What this task involves
Your task is to print all of the material verbatim.

Rows

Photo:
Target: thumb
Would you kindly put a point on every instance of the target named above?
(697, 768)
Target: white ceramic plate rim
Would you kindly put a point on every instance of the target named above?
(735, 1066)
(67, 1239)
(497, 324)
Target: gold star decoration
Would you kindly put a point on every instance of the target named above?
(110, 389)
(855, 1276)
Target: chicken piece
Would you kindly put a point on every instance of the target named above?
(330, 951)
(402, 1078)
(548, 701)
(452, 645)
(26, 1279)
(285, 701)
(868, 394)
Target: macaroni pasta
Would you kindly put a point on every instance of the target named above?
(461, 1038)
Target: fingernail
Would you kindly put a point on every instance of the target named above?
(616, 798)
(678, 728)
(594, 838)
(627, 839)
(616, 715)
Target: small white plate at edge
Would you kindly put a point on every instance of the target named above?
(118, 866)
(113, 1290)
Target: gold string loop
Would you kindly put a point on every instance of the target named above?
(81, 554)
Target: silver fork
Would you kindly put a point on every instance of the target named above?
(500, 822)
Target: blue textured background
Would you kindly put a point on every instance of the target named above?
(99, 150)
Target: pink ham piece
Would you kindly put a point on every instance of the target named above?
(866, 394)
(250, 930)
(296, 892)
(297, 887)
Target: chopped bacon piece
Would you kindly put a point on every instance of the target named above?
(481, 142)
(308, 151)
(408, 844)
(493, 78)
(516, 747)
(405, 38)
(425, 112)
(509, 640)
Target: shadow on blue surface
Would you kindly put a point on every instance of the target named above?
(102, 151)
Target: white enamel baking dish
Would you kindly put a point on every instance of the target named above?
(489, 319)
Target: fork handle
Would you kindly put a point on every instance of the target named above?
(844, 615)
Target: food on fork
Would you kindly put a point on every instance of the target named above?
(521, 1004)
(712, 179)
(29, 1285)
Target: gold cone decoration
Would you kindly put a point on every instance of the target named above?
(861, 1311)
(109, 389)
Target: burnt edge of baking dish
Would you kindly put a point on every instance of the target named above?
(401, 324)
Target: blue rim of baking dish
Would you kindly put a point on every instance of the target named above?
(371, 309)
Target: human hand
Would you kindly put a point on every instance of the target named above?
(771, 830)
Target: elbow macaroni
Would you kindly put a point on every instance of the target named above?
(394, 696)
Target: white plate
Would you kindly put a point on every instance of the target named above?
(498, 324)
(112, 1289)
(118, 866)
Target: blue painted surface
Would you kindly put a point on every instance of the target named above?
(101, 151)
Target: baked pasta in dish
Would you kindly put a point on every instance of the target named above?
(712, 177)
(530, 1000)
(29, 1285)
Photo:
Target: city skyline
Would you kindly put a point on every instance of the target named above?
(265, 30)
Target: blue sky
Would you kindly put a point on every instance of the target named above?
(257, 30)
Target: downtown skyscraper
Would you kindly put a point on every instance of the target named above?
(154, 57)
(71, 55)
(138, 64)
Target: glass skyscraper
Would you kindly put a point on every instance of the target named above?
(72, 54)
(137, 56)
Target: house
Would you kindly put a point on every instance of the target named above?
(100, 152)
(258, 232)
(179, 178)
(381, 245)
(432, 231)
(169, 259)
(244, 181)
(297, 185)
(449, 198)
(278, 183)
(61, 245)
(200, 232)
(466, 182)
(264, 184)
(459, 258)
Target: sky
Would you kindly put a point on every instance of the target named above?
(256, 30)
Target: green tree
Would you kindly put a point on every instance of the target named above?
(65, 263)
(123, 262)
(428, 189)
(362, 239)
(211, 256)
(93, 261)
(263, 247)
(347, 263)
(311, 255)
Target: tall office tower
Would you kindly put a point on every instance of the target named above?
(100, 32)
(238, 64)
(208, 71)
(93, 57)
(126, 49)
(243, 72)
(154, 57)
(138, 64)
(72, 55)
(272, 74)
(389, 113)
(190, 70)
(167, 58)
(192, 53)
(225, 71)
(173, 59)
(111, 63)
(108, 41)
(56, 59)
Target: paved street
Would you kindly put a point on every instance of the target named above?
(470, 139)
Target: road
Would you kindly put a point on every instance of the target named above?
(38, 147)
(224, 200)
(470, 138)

Full solution
Photo:
Target: thumb
Would you kindly put a point on every instance of the target named above?
(697, 768)
Target: white ceramic plate rim
Would you kindly put a point on every instance of the target named above?
(735, 1066)
(67, 1239)
(497, 324)
Target: gold star decoration
Would you kindly put a point on every instance of the target named above?
(110, 389)
(855, 1276)
Target: chicken piece
Would you kindly put a point on every instance of the target named above?
(330, 951)
(402, 1078)
(548, 701)
(452, 645)
(26, 1279)
(285, 701)
(868, 394)
Target: macaroni pasta
Would you kindly put a point on every instance of the target named above?
(461, 1038)
Target: fingernail
Would you kindly put a point on every instance of the target named above?
(616, 798)
(678, 728)
(594, 838)
(627, 839)
(616, 715)
Target: small white plate at edge
Would you kindly put a point on every instance of the target named above?
(118, 866)
(113, 1290)
Target: gold string loop
Would you kindly put a point on every instance of the target named above?
(81, 554)
Target: silver fork
Would you kindly put a point on every instance of the target named above?
(500, 822)
Target: blue textured background
Would you kindly put a point on every instance of the target named above?
(99, 150)
Target: pink ham piece
Would you kindly put a point on every instance of the target named above?
(866, 394)
(250, 930)
(296, 892)
(297, 887)
Target: chopped bacon piece
Would you kindly put a point on every instance of the target named above?
(481, 142)
(308, 151)
(408, 844)
(493, 78)
(516, 747)
(405, 38)
(425, 112)
(509, 640)
Target: shadow on blue surface
Would you kindly put a point on every instance of the target named above?
(102, 151)
Target: white enamel baking dish
Would you kindly put a point on every instance of the target named above?
(489, 319)
Target: fork handle
Would you kindly put a point on every instance of the target named above?
(844, 615)
Target: food on fork
Would you kindly put a point on every instance of the target named above?
(521, 1004)
(712, 179)
(29, 1285)
Target: gold cone decoration
Would you kindly put a point on every instance of the target named above?
(861, 1311)
(109, 389)
Target: burnt edge of baking dish
Would you kindly put a point on every instance of the target named above?
(401, 324)
Target: blue rim of baking dish
Would you kindly put a point on every instance of the target named above?
(371, 309)
Target: human hand
Would you kindly put a point on every instance of the target named above?
(771, 830)
Target: elbow macaroni
Would you kindly put a point on every instance of the target named above?
(394, 696)
Target: white plate
Would you kindly put a point on every instance of the target named above?
(498, 324)
(112, 1289)
(118, 866)
Target: blue painted surface
Would you kindly put a point on every instance of the target named above?
(101, 151)
Target: baked pasta in dish
Would you kindly put a point on every instance of the target named above?
(712, 177)
(530, 1000)
(29, 1285)
Photo:
Target: city skyline
Would you kindly put a point on every instance of the target named above?
(265, 30)
Target: blue sky
Would you kindly put a point on every instance of the target named above?
(257, 30)
Target: downtown skyscraper
Would you kindly put a point on every instance of the target named above?
(154, 57)
(71, 55)
(138, 64)
Target: glass skyscraper
Would you kindly put a point on every instance of the target named above?
(72, 54)
(137, 56)
Target: house
Would you kindly put a point on every instance of the target named above?
(100, 152)
(258, 232)
(179, 178)
(381, 245)
(432, 231)
(169, 259)
(244, 181)
(297, 185)
(449, 198)
(278, 183)
(61, 245)
(200, 232)
(466, 182)
(264, 184)
(459, 258)
Target: sky
Would you kindly put a point on every instance of the target named above?
(256, 30)
Target: green tree
Would you kindly put a point on every instance of the target named above?
(65, 263)
(123, 262)
(428, 189)
(362, 239)
(211, 256)
(93, 261)
(263, 247)
(347, 263)
(311, 255)
Target: tall office tower
Would you kindly put a point on every instance of the target named above?
(100, 32)
(238, 64)
(208, 71)
(93, 57)
(126, 49)
(243, 72)
(154, 57)
(138, 64)
(72, 55)
(272, 74)
(389, 113)
(190, 70)
(167, 58)
(192, 53)
(225, 71)
(173, 59)
(111, 63)
(108, 41)
(56, 59)
Target: paved street
Would you kindly put a point on every instance of the target named above?
(470, 139)
Target: road
Would you kindly put a point on every instance of the target named above?
(38, 147)
(224, 200)
(470, 138)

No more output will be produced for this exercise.